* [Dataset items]

§ §

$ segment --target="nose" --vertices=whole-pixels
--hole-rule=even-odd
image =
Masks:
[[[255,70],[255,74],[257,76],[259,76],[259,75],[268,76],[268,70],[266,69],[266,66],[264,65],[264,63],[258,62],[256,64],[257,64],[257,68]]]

§ §

* [Prompt]
Restating every entry above word for word is the whole task.

* [Response]
$ segment --target="nose" --vertices=whole-pixels
--hole-rule=even-odd
image =
Masks:
[[[255,70],[255,74],[257,76],[259,76],[259,75],[268,76],[268,70],[266,69],[266,66],[264,65],[264,63],[258,62],[256,64],[257,64],[257,68]]]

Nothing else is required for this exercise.